=== EXTRAIT DE PAGE ===
========================

Texte intégral
Mesdames et Messieurs, merci de votre présence.
Me voilà de retour à Beyrouth pour la deuxième fois après ma visite du 16 octobre. Je devrais dire, en réalité, pour la troisième fois depuis que j'ai pris mes fonctions - car je crois, Monsieur l'ambassadeur, que vous n'étiez pas là, mais notre directrice, ambassadrice à l'époque, était là -, que j'étais venue le 15 octobre de l'année précédente.
Deuxième fois, donc depuis les attentats terroristes du 7 octobre. Et c'est la quatrième fois que je me rends dans la région depuis le 7 octobre.
J'ai souhaité revenir car le risque d'un engrenage demeure très élevé et car il est dans ces circonstances de la responsabilité de tous les acteurs de tout faire pour éviter un embrasement de la région. Embrasement qui, s'il se produisait, ne bénéficierait à personne, ne ferait qu'augmenter les dangers, éloignerait chacun de la sécurité et de la paix.
Le niveau des tensions qui est actuellement perceptible de part et d'autre de la ligne bleue est trop dangereux. Le commandant de la FINUL, avec lequel je me suis entretenue cet après-midi, me l'a confirmé, tout comme les militaires français de notre contingent, contingent dont je souhaite saluer le travail.

========================

=== DONNÉES DE L'EXERCICE ===
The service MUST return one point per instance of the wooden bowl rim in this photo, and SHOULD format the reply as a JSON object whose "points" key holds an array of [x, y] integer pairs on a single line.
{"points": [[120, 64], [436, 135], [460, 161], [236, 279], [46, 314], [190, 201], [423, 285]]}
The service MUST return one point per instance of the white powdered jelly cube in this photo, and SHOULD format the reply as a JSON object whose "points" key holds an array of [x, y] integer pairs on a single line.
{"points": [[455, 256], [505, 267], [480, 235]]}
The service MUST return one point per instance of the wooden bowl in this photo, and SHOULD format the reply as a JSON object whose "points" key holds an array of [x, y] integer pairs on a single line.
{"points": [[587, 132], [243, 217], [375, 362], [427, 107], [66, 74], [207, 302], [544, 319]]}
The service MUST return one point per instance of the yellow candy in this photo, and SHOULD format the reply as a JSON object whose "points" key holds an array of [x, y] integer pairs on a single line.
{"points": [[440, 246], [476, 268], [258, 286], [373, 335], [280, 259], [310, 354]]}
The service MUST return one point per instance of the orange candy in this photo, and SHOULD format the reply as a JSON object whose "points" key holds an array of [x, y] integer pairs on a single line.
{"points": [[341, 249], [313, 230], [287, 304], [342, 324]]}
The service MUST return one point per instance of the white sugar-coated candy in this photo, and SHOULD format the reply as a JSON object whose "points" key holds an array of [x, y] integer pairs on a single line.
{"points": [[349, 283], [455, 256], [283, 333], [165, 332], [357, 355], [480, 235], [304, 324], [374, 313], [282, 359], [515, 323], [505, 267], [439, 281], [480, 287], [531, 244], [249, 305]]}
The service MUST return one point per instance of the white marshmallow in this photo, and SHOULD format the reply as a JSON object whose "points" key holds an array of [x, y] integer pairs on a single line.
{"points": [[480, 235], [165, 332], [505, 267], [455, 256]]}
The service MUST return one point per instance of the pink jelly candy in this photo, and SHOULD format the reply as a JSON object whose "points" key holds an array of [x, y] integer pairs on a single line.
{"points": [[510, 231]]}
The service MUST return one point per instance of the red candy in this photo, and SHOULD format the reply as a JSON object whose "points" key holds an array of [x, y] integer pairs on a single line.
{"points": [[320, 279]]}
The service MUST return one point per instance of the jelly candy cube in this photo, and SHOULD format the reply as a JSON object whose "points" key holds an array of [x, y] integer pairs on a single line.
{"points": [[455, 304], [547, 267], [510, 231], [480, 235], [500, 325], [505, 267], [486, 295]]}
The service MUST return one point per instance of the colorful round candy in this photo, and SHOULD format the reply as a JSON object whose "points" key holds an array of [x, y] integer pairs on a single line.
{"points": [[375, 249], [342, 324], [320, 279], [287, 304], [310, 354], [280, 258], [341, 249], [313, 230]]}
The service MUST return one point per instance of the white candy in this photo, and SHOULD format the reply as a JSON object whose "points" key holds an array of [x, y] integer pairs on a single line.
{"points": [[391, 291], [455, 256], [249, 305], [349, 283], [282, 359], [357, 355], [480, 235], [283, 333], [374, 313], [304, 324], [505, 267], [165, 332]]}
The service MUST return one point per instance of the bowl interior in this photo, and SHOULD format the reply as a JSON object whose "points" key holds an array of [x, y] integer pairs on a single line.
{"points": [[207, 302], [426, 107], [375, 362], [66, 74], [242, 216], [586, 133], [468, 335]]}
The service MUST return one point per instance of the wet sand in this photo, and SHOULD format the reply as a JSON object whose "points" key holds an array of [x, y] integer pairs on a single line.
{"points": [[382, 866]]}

========================

=== CONSIGNES ÉCRITES ===
1. D'après l'extrait, combien de déplacements dans la région ont eu lieu depuis le 7 octobre ?
2. Mettez sous forme de liste numérotée les lignes de la liste, de celle qui contient "The service MUST return one point per instance of the wet" jusqu'à la dernière ligne de la liste, en omettant les lignes vides.
L'extrait et la liste sont deux documents sans rapport l'un avec l'autre.

=== LES RÉPONSES ===
1. Quatre : c'est le quatrième déplacement dans la région depuis le 7 octobre.

2.
1. The service MUST return one point per instance of the wet sand in this photo, and SHOULD format the reply as a JSON object whose "points" key holds an array of [x, y] integer pairs on a single line.
2. {"points": [[382, 866]]}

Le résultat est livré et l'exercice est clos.